[Exercise directions] Can you retype, word for word, the part of the reply about generated keys in Postgres that starts with the words containing "There are three" and finishes with "same time ie."?

[Document section]

################

Friends.  Fun.  Try the all-new Yahoo! Messenger.
http://messenger.yahoo.com/

Re: getGeneratedKeys method

От
Dave Cramer
Дата:
Ceki,

Yes, this is correct, there is no functionality in postgres to get the
generated keys.

This is because the keys are generated using a sequence which can be any
of the columns in the row, there is no apriori knowledge of the column
that is being generated.

There are three ways around this.

1) get the key before the insert. select nextval('sequence_name');

2) get the key after the insert leaving the key value out of the insert,
or inserting a null there. select currval('sequence_name');

3) do an insert and a select at the same time ie.
insert into foo ....; select curval('sequence name')

FYI, nextval and currval are valid in the context, so you don't have to
worry about other connections getting in the way. These functions do the
"right" thing.

################

[Data lines]
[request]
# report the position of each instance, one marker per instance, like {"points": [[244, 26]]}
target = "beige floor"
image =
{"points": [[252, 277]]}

################

[Answer for this exercise]
There are three ways around this.

1) get the key before the insert. select nextval('sequence_name');

2) get the key after the insert leaving the key value out of the insert,
or inserting a null there. select currval('sequence_name');

3) do an insert and a select at the same time ie.